Former Seattle City Council member Nick Licata’s War on Streetcars continues. Casting the downtown community as a monolithic bad guy and as only a neighborhood for the rich, Licata is saying the City shouldn’t support the 265,000 workers, 70,000 residents, and 100,000 daily visitors to downtown Seattle with the City’s planned Center City Connector project.
Licata’s objection? He thinks connecting the streetcar system with a new 1.5 mile line along First Avenue that will link the South Lake Union streetcar with the First Hill streetcar serving thousands of low-income housing units along the way, isn’t as good an investment as buses and light rail (this from a guy who didn’t support light rail during much of his tenure on City Council, by the way)
First of all, Licata misses the basic concept of the new streetcar line: The City’s planned investment in the streetcar, backed up by $75 million in federal money, isn’t intended to duplicate the commute trips he’s talking about. It’s intended to serve downtown workers, shoppers, tourists, residents, and the general public once they’re already downtown.

[RECORDED DATA]
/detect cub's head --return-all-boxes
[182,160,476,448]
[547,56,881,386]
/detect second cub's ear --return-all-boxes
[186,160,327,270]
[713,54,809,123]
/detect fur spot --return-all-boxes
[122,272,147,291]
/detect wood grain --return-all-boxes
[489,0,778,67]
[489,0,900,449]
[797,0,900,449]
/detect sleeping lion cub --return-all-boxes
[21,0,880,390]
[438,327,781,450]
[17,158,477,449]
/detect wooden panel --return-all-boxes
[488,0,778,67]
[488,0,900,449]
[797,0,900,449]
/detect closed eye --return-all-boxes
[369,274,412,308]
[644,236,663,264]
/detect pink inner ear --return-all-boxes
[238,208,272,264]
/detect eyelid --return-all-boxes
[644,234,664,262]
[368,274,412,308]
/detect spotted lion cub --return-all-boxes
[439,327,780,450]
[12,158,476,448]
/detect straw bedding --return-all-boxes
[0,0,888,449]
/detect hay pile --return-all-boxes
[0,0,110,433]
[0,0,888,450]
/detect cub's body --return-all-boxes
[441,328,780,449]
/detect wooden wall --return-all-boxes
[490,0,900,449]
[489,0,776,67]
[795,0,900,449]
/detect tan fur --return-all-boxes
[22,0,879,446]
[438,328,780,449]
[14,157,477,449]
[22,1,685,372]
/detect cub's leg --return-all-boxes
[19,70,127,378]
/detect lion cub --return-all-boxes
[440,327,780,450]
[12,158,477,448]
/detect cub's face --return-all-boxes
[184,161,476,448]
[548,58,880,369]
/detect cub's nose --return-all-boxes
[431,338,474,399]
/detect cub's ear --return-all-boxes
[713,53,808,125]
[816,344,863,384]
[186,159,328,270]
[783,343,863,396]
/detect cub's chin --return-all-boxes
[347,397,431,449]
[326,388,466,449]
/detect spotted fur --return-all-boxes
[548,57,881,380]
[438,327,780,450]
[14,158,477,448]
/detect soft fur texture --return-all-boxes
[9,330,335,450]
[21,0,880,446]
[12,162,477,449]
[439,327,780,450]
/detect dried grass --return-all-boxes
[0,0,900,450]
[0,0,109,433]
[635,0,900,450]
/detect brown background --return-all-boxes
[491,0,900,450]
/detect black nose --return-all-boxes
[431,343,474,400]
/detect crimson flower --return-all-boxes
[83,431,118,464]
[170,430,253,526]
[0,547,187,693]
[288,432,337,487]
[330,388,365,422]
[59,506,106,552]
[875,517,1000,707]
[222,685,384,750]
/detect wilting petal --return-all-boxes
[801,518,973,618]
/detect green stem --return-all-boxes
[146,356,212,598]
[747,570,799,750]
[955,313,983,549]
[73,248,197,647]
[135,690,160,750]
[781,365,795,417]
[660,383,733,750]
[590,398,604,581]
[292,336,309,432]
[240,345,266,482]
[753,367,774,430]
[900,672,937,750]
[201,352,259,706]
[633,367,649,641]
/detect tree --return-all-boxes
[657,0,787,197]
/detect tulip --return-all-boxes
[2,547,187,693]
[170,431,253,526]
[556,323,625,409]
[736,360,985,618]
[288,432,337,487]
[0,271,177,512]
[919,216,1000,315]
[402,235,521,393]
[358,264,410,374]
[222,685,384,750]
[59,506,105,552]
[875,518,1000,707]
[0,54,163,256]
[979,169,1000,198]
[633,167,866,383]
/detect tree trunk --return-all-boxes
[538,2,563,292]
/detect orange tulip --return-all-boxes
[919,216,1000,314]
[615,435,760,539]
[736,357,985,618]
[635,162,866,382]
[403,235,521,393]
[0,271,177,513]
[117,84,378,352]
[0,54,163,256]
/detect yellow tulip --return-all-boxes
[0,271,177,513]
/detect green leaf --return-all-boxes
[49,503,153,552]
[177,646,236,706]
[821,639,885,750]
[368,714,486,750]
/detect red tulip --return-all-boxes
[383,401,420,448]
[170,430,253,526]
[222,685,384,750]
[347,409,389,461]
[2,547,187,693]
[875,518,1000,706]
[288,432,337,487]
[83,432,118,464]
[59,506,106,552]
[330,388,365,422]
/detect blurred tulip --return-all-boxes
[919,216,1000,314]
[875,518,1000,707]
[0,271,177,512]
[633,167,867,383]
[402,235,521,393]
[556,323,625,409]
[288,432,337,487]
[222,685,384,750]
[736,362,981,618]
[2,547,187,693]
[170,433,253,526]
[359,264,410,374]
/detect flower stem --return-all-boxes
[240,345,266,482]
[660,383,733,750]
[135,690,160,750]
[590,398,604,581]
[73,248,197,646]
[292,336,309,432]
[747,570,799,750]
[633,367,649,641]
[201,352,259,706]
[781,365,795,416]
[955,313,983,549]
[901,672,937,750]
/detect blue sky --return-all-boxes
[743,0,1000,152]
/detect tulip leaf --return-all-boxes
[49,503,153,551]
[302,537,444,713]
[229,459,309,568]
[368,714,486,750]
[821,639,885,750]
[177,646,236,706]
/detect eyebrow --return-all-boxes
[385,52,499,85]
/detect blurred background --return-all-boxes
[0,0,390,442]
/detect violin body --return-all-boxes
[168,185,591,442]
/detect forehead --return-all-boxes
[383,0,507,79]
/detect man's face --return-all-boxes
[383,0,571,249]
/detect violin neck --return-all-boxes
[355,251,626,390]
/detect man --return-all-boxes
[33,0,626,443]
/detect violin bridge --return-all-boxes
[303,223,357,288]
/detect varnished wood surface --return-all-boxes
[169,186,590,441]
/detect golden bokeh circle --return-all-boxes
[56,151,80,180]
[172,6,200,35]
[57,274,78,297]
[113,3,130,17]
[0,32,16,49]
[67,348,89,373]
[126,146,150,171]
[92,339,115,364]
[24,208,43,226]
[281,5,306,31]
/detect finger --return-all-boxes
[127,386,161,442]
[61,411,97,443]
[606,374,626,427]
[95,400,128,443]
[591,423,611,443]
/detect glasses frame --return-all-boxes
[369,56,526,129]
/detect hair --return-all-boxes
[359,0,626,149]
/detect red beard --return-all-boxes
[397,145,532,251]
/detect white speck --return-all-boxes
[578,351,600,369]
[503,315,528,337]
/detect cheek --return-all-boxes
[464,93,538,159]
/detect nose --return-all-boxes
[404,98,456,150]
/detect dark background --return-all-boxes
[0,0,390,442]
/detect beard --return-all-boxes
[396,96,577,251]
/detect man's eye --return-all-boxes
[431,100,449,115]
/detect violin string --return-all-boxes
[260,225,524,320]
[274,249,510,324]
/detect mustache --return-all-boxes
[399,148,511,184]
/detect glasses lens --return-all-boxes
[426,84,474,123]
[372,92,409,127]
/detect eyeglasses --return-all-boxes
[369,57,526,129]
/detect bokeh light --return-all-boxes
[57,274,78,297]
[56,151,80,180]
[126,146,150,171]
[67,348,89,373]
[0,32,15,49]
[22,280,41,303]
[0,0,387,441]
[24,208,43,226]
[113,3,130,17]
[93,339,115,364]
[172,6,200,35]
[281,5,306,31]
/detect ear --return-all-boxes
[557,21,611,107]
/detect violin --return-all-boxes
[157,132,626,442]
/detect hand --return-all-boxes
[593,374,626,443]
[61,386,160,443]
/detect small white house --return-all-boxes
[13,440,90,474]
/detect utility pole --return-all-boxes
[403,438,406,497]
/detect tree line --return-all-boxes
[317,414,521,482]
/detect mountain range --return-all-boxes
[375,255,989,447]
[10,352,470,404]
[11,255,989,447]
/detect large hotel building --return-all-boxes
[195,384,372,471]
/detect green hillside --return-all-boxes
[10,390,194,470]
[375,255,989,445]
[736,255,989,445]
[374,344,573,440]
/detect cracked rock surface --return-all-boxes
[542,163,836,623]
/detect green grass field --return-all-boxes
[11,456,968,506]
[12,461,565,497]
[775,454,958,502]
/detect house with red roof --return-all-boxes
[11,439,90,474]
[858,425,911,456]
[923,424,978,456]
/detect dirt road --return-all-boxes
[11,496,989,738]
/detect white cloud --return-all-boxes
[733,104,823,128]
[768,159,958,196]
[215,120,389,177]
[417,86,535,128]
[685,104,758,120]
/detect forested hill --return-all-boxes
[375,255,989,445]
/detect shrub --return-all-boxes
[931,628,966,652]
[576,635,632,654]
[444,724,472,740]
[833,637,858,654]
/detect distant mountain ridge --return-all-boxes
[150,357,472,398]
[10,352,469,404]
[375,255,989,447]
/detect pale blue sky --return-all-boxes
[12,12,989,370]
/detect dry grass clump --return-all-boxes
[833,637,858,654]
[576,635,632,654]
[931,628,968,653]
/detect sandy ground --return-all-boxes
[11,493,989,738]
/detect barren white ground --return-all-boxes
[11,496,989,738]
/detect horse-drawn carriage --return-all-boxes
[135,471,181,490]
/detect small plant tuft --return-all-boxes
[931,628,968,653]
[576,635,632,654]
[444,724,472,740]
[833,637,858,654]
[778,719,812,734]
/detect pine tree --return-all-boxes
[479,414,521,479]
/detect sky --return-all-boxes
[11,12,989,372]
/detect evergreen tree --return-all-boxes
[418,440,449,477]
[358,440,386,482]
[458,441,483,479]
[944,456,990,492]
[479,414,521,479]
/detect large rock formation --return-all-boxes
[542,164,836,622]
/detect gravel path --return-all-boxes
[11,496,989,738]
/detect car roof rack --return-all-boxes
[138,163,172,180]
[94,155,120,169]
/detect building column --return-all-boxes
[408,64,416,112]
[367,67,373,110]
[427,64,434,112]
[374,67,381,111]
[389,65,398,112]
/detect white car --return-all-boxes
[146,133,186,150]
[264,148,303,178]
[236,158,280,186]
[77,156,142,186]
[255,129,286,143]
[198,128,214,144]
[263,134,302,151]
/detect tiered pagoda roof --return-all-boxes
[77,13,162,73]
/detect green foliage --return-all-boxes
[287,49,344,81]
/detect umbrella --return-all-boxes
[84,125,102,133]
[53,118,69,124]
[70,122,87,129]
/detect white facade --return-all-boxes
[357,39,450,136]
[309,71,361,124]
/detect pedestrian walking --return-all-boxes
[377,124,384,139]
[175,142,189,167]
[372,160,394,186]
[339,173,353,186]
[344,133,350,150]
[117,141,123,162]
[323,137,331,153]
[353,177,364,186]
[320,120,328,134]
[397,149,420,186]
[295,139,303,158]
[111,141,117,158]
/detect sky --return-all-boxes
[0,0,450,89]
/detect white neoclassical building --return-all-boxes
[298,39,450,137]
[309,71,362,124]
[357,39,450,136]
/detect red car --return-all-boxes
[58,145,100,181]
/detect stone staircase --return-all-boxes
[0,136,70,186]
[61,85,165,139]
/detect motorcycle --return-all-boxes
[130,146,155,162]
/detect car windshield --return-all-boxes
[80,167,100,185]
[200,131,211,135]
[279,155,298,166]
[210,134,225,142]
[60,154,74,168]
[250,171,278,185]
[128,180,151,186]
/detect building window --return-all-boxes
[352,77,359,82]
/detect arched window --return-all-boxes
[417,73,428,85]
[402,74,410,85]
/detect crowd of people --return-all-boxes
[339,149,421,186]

[WHAT YOU NEED TO DO]
(1) In the streetcar text:
(a) How many workers does downtown Seattle have?
(b) How long is the planned new line, and along which avenue does it run?
(c) How much federal money backs the City's planned investment in the streetcar?
(2) Can you sum up the streetcar text in two sentences?
(3) Write out the part of the streetcar text from "Licata’s objection? He" to "they’re already downtown.".

[RESULTS OF THE EXERCISE]
(1)
(a) 265,000 workers.
(b) It is 1.5 miles long and runs along First Avenue.
(c) $75 million.

(2) Former Seattle City Council member Nick Licata says the City should not support the planned Center City Connector, a 1.5-mile line along First Avenue linking the South Lake Union and First Hill streetcars, because he thinks buses and light rail are better investments. The text counters that the line, backed by $75 million in federal money, is not meant to duplicate commute trips but to serve workers, shoppers, tourists, residents, and the general public once they are already downtown.

(3)
Licata’s objection? He thinks connecting the streetcar system with a new 1.5 mile line along First Avenue that will link the South Lake Union streetcar with the First Hill streetcar serving thousands of low-income housing units along the way, isn’t as good an investment as buses and light rail (this from a guy who didn’t support light rail during much of his tenure on City Council, by the way)
First of all, Licata misses the basic concept of the new streetcar line: The City’s planned investment in the streetcar, backed up by $75 million in federal money, isn’t intended to duplicate the commute trips he’s talking about. It’s intended to serve downtown workers, shoppers, tourists, residents, and the general public once they’re already downtown.